= Set task =
Reproduce verbatim the rows below, beginning with the line containing "of the lamp" and continuing through the final row, including both ends. Omit the pictures from your answer.

Begin Input records

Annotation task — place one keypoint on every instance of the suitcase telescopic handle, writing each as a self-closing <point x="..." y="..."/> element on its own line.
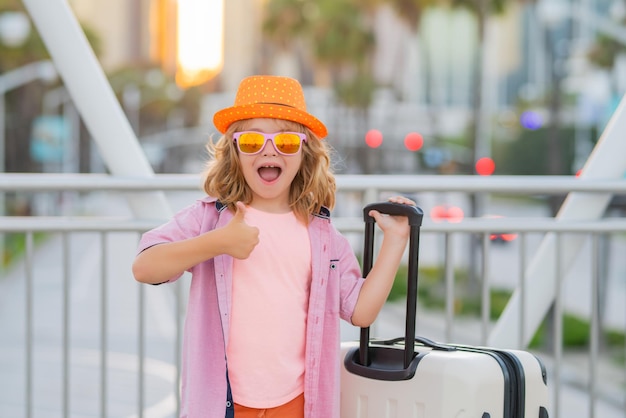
<point x="415" y="216"/>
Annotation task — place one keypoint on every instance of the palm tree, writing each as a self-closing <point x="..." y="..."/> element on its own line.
<point x="335" y="38"/>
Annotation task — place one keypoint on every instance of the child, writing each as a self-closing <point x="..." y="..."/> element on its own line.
<point x="271" y="276"/>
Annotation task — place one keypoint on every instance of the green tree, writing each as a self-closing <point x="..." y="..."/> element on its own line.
<point x="337" y="34"/>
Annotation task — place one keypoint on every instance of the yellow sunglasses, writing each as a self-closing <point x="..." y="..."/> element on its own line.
<point x="252" y="142"/>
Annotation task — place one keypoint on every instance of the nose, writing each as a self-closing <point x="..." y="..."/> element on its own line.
<point x="269" y="148"/>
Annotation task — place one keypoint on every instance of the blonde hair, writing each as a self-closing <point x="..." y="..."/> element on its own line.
<point x="313" y="187"/>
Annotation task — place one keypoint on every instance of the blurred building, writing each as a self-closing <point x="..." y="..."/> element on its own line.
<point x="146" y="31"/>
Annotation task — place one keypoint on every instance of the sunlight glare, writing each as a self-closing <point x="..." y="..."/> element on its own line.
<point x="200" y="41"/>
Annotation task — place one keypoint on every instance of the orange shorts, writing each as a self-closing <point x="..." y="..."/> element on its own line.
<point x="292" y="409"/>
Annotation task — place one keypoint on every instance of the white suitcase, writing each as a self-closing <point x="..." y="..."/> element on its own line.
<point x="417" y="378"/>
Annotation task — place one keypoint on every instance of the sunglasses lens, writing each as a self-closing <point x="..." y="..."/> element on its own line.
<point x="287" y="143"/>
<point x="250" y="142"/>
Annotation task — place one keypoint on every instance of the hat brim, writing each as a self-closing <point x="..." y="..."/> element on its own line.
<point x="225" y="117"/>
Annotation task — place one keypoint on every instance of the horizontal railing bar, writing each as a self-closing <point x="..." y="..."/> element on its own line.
<point x="346" y="224"/>
<point x="400" y="183"/>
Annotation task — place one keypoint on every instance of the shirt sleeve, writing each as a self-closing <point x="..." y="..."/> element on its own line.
<point x="185" y="224"/>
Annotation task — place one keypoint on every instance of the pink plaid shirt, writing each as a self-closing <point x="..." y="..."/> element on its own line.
<point x="335" y="286"/>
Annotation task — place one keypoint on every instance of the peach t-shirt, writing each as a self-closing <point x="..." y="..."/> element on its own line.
<point x="265" y="353"/>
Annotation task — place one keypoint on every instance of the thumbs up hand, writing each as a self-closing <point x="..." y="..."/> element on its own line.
<point x="241" y="237"/>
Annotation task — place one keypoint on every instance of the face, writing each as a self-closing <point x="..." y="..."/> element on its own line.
<point x="269" y="174"/>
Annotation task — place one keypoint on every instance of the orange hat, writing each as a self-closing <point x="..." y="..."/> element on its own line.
<point x="266" y="96"/>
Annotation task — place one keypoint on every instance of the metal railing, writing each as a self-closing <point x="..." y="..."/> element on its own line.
<point x="139" y="353"/>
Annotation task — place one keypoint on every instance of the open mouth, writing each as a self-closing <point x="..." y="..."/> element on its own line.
<point x="269" y="173"/>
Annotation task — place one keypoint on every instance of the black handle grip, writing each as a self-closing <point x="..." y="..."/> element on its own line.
<point x="414" y="213"/>
<point x="415" y="216"/>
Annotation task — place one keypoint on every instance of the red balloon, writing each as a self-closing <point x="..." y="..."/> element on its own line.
<point x="413" y="141"/>
<point x="485" y="166"/>
<point x="374" y="138"/>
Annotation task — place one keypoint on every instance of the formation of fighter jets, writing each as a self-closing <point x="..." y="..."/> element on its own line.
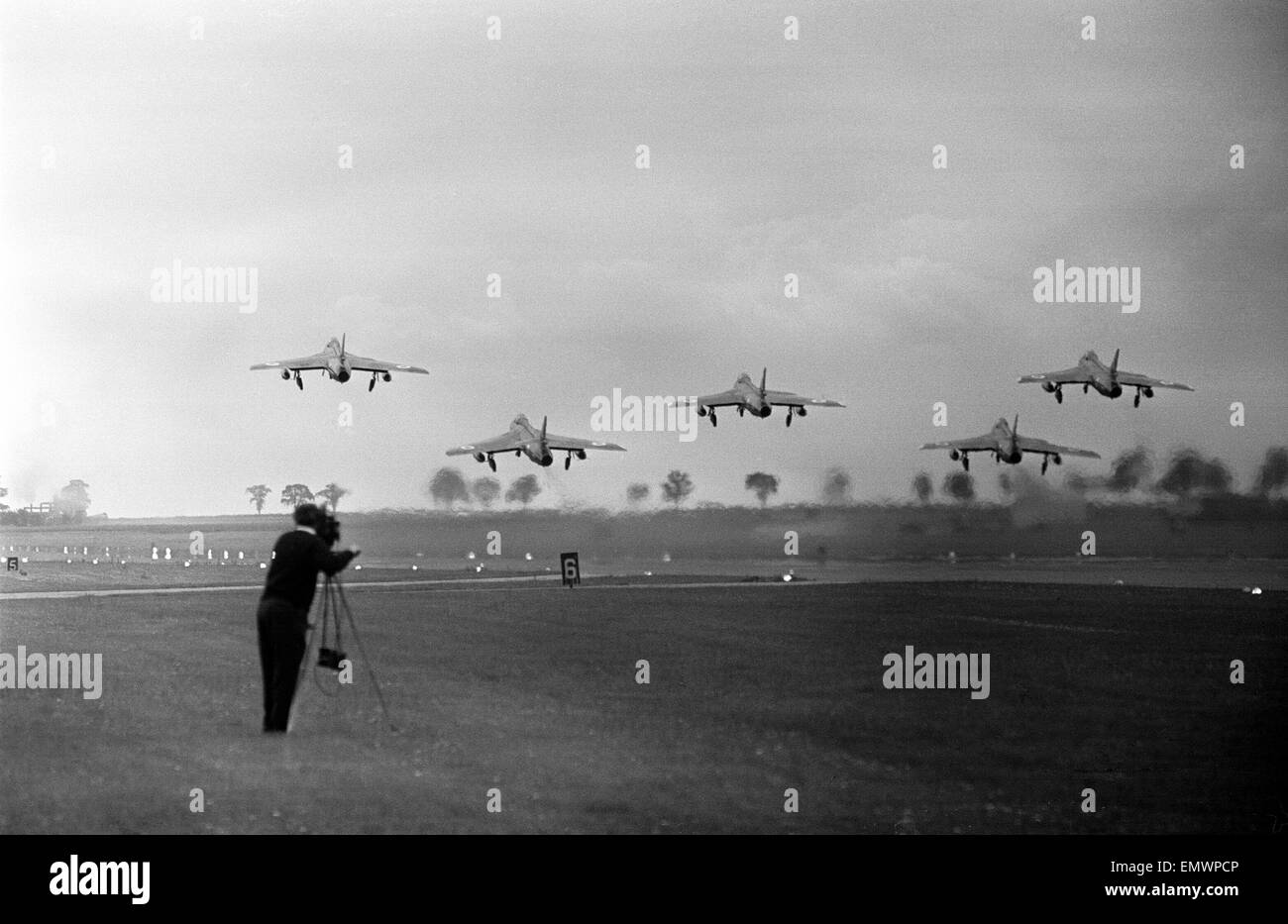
<point x="339" y="364"/>
<point x="1003" y="442"/>
<point x="760" y="402"/>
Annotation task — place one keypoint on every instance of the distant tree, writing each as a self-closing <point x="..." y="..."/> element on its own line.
<point x="72" y="502"/>
<point x="1274" y="471"/>
<point x="960" y="486"/>
<point x="636" y="493"/>
<point x="1190" y="473"/>
<point x="523" y="489"/>
<point x="447" y="486"/>
<point x="258" y="495"/>
<point x="836" y="486"/>
<point x="485" y="490"/>
<point x="295" y="494"/>
<point x="763" y="484"/>
<point x="677" y="488"/>
<point x="333" y="493"/>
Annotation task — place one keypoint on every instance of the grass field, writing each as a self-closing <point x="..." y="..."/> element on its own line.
<point x="754" y="688"/>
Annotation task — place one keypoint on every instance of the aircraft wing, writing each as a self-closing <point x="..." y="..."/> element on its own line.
<point x="316" y="361"/>
<point x="364" y="364"/>
<point x="1031" y="446"/>
<point x="1061" y="377"/>
<point x="1145" y="381"/>
<point x="497" y="444"/>
<point x="979" y="443"/>
<point x="787" y="398"/>
<point x="721" y="399"/>
<point x="554" y="442"/>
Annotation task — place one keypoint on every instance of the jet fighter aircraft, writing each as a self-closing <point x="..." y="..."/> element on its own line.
<point x="746" y="396"/>
<point x="523" y="439"/>
<point x="1006" y="446"/>
<point x="338" y="364"/>
<point x="1091" y="373"/>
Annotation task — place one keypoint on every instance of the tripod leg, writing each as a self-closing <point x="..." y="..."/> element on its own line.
<point x="357" y="639"/>
<point x="327" y="607"/>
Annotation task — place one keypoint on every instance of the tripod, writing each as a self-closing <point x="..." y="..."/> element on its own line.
<point x="334" y="604"/>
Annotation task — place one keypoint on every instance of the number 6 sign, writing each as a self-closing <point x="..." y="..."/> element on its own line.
<point x="571" y="569"/>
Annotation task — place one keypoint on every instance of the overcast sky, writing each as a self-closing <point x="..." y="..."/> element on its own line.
<point x="129" y="145"/>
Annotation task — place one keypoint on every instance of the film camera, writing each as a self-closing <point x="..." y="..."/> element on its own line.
<point x="327" y="527"/>
<point x="331" y="658"/>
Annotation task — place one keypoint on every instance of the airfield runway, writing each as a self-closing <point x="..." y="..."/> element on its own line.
<point x="526" y="696"/>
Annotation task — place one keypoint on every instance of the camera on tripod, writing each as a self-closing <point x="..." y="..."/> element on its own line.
<point x="331" y="658"/>
<point x="327" y="527"/>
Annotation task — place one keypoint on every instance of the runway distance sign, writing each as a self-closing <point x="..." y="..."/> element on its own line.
<point x="571" y="569"/>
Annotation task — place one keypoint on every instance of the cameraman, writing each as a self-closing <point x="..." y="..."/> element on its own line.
<point x="283" y="609"/>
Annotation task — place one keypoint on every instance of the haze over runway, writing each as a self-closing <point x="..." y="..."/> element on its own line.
<point x="130" y="145"/>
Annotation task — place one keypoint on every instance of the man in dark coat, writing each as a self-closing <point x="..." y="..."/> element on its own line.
<point x="283" y="609"/>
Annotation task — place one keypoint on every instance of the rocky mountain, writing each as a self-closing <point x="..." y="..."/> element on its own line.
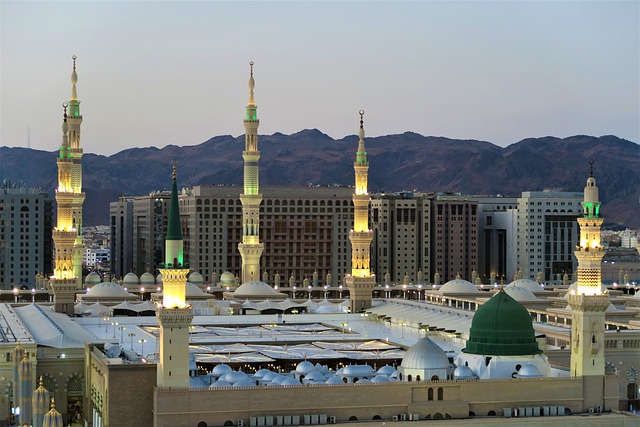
<point x="397" y="162"/>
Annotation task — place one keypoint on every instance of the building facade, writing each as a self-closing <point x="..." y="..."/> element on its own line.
<point x="548" y="233"/>
<point x="25" y="235"/>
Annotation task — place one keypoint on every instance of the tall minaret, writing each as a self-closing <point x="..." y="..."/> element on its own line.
<point x="74" y="119"/>
<point x="360" y="282"/>
<point x="174" y="314"/>
<point x="251" y="248"/>
<point x="65" y="234"/>
<point x="588" y="302"/>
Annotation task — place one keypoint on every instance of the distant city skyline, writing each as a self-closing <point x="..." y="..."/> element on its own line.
<point x="161" y="73"/>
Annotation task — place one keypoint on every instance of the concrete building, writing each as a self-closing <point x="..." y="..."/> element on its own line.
<point x="401" y="246"/>
<point x="454" y="225"/>
<point x="25" y="235"/>
<point x="497" y="237"/>
<point x="548" y="233"/>
<point x="121" y="227"/>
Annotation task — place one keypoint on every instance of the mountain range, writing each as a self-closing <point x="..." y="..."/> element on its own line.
<point x="407" y="161"/>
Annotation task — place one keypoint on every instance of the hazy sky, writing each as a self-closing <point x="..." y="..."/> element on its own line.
<point x="159" y="73"/>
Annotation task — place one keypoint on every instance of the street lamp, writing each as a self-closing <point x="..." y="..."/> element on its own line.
<point x="142" y="341"/>
<point x="131" y="335"/>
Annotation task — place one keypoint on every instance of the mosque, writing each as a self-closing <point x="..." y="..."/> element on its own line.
<point x="262" y="357"/>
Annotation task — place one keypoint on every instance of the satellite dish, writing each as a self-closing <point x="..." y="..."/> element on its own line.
<point x="113" y="351"/>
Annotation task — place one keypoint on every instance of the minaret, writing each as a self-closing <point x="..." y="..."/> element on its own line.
<point x="360" y="282"/>
<point x="64" y="282"/>
<point x="251" y="248"/>
<point x="174" y="314"/>
<point x="588" y="302"/>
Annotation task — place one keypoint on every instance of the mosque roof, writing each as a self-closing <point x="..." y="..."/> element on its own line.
<point x="425" y="354"/>
<point x="502" y="327"/>
<point x="256" y="289"/>
<point x="458" y="286"/>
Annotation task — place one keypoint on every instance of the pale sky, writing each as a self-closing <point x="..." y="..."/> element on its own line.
<point x="160" y="73"/>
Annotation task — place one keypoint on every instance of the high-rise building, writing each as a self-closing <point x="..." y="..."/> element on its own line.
<point x="303" y="230"/>
<point x="250" y="248"/>
<point x="67" y="235"/>
<point x="547" y="233"/>
<point x="25" y="235"/>
<point x="121" y="248"/>
<point x="401" y="224"/>
<point x="454" y="235"/>
<point x="588" y="301"/>
<point x="360" y="281"/>
<point x="497" y="237"/>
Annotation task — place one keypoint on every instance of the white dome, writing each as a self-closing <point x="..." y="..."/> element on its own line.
<point x="147" y="279"/>
<point x="92" y="278"/>
<point x="196" y="278"/>
<point x="235" y="376"/>
<point x="458" y="286"/>
<point x="304" y="367"/>
<point x="530" y="285"/>
<point x="221" y="370"/>
<point x="130" y="279"/>
<point x="357" y="371"/>
<point x="463" y="372"/>
<point x="107" y="290"/>
<point x="519" y="293"/>
<point x="529" y="370"/>
<point x="255" y="289"/>
<point x="425" y="354"/>
<point x="227" y="278"/>
<point x="386" y="370"/>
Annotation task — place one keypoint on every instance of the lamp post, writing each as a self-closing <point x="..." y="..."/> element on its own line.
<point x="131" y="335"/>
<point x="142" y="341"/>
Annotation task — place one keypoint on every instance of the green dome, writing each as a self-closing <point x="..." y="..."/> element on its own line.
<point x="502" y="327"/>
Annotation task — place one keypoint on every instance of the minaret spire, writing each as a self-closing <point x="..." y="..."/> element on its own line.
<point x="250" y="248"/>
<point x="360" y="282"/>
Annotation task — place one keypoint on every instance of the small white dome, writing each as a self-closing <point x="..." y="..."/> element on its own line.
<point x="529" y="370"/>
<point x="130" y="279"/>
<point x="458" y="286"/>
<point x="305" y="368"/>
<point x="92" y="278"/>
<point x="147" y="279"/>
<point x="227" y="278"/>
<point x="425" y="354"/>
<point x="463" y="373"/>
<point x="221" y="370"/>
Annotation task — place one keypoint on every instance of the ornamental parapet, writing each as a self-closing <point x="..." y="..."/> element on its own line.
<point x="174" y="316"/>
<point x="589" y="302"/>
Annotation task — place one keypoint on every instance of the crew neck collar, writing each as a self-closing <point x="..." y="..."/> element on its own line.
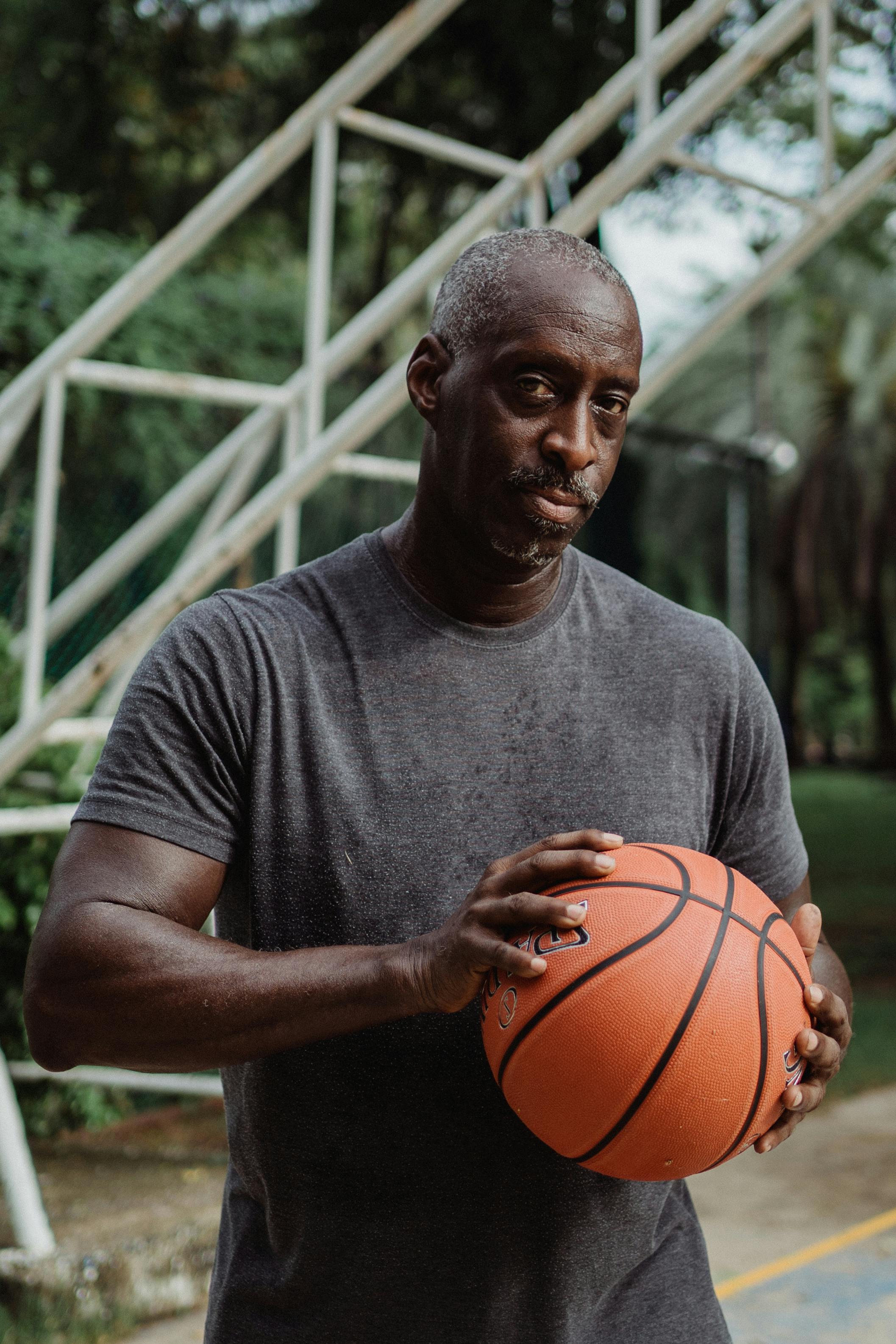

End Input records

= Solution to the problem =
Annotation task — place one keypoint on every instance of the lamp post, writing each as a self-closing <point x="..." y="..."/> element on its own line.
<point x="131" y="335"/>
<point x="142" y="341"/>
Annotation task — place one keypoint on every instance of the green dome, writing each as a self-closing <point x="..." y="..."/> element on its own line.
<point x="502" y="327"/>
Annotation task — place one keypoint on every instance of the minaret spire, writing each as a self-closing <point x="..." y="..."/> element on its own line.
<point x="250" y="248"/>
<point x="360" y="282"/>
Annotation task — place one keypoint on every instance of the small white dome, writing each as a self-closing <point x="..." y="..."/> element on its own line.
<point x="529" y="370"/>
<point x="130" y="279"/>
<point x="458" y="286"/>
<point x="305" y="368"/>
<point x="92" y="278"/>
<point x="147" y="279"/>
<point x="227" y="278"/>
<point x="425" y="354"/>
<point x="463" y="373"/>
<point x="221" y="370"/>
Annotation task — place one keypoint on every instance of the ornamental parapet, writing each as a self-closing <point x="..." y="..."/> element on its own line.
<point x="174" y="316"/>
<point x="589" y="302"/>
Annotation task — place one keypoint on every instance of the crew neck collar, writing each as a self-closing <point x="..." y="..."/> element on its own line.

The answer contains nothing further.